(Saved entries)
☆ ☆ ☆ ☆

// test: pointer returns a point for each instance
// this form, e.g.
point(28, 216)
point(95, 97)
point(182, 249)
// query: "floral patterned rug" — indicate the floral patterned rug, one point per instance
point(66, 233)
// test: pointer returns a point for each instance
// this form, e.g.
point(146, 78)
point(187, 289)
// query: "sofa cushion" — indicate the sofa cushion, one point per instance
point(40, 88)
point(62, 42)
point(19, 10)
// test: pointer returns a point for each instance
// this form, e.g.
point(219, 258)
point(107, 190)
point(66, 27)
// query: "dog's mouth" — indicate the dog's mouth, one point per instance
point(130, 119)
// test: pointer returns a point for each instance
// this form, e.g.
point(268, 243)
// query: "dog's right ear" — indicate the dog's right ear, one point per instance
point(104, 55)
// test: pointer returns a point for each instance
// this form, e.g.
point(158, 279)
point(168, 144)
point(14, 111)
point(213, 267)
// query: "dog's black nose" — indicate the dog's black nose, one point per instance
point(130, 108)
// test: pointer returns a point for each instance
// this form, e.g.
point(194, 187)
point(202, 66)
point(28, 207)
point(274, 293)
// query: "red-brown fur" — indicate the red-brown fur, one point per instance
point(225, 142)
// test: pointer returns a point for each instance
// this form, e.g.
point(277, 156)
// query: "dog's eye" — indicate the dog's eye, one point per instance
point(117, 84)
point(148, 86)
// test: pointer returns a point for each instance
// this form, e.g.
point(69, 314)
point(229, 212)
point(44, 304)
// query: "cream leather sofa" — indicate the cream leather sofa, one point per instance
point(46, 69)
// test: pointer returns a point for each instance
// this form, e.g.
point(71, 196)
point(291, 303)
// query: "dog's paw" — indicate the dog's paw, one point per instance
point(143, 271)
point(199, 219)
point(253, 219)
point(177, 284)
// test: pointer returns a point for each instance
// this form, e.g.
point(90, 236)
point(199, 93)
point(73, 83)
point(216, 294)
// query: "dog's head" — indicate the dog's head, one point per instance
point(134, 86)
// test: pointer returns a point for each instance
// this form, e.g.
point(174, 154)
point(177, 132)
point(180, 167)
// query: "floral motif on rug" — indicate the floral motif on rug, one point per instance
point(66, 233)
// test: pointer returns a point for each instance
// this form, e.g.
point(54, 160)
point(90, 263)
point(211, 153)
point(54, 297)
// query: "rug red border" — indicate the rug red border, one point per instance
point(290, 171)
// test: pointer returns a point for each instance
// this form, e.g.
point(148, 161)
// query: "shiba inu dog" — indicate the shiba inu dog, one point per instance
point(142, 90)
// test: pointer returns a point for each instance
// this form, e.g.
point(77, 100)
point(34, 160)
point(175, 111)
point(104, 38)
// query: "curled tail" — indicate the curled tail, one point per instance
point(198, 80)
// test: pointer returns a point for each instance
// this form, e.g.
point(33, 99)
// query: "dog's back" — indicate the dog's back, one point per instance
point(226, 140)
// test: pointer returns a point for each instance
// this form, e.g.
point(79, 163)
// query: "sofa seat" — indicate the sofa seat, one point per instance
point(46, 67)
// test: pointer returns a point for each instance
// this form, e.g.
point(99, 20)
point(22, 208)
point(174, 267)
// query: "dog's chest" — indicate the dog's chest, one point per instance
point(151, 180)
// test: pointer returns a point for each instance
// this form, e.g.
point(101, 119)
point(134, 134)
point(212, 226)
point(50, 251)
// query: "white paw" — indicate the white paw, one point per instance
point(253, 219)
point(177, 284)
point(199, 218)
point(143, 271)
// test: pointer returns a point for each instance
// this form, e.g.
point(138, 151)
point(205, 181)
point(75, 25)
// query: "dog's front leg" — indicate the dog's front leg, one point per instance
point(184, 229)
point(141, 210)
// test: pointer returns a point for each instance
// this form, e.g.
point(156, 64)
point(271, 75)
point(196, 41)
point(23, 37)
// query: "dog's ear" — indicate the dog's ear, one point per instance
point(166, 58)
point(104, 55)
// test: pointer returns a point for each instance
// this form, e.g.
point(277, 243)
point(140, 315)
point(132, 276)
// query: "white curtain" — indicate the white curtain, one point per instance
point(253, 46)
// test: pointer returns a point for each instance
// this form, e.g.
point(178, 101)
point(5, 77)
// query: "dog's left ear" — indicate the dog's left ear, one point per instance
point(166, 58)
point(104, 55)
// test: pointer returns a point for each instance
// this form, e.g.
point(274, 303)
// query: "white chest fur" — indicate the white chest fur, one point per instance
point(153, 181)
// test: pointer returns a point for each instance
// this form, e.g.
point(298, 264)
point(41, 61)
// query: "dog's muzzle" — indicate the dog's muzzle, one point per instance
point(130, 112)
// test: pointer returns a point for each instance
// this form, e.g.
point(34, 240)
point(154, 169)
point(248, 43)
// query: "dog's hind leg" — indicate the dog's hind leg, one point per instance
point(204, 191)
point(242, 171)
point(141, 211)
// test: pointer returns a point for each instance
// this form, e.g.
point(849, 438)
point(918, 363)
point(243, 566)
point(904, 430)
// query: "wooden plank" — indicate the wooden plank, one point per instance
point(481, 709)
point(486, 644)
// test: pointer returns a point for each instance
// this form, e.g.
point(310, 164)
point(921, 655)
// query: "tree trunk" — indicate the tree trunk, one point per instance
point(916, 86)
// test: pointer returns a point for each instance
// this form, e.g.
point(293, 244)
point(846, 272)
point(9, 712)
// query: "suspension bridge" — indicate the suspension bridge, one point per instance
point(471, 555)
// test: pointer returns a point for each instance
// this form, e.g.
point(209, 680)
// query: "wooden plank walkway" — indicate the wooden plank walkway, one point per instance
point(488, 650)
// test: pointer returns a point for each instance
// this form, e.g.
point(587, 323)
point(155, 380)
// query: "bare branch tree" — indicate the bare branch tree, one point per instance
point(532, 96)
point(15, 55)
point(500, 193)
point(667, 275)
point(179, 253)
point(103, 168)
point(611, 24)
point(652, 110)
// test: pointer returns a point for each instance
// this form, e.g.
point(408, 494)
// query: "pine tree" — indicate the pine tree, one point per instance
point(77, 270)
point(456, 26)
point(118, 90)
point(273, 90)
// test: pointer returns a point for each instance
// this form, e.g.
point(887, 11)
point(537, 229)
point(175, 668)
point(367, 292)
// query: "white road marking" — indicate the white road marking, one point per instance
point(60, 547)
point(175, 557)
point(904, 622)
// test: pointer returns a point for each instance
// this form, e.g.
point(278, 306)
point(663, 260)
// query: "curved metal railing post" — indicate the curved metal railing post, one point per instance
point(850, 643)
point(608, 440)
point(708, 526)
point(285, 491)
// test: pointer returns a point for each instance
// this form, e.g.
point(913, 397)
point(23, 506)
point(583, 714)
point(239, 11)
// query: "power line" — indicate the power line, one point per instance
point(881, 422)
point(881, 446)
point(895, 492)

☆ ☆ ☆ ☆

REQUIRED ACTION >>
All lines above from the one with "walkway, one point per instance" to the one with "point(913, 397)", inclusive, should be copied exactly, and no other lines.

OUTPUT OF THE EXERCISE >>
// query: "wooden plank walkway" — indicate the wooden plank walkway, one point per instance
point(488, 650)
// test: pointer returns a point for each instance
// this form, e.g.
point(587, 323)
point(155, 380)
// query: "bare branch tree" — indicate the bare branch tree, one point per instance
point(532, 96)
point(15, 55)
point(500, 193)
point(667, 275)
point(179, 253)
point(103, 168)
point(611, 24)
point(652, 110)
// test: pointer returns a point for each instance
// this form, e.g.
point(408, 494)
// query: "pine tree" — indicate the pine tree, one point per instance
point(77, 270)
point(456, 26)
point(118, 90)
point(273, 90)
// test: pointer returns a point for each instance
// this form, e.g.
point(887, 11)
point(537, 229)
point(175, 668)
point(367, 292)
// query: "white road marking" — indicate the white road marking, one point per instance
point(60, 547)
point(175, 557)
point(904, 622)
// test: pointer returns a point for each instance
// this form, e.g.
point(278, 306)
point(663, 260)
// query: "curved metal railing post" — indicate the curved metal railing post, one point per instance
point(850, 643)
point(608, 440)
point(708, 526)
point(285, 491)
// test: pointer returns a point for each instance
// this form, e.g.
point(913, 397)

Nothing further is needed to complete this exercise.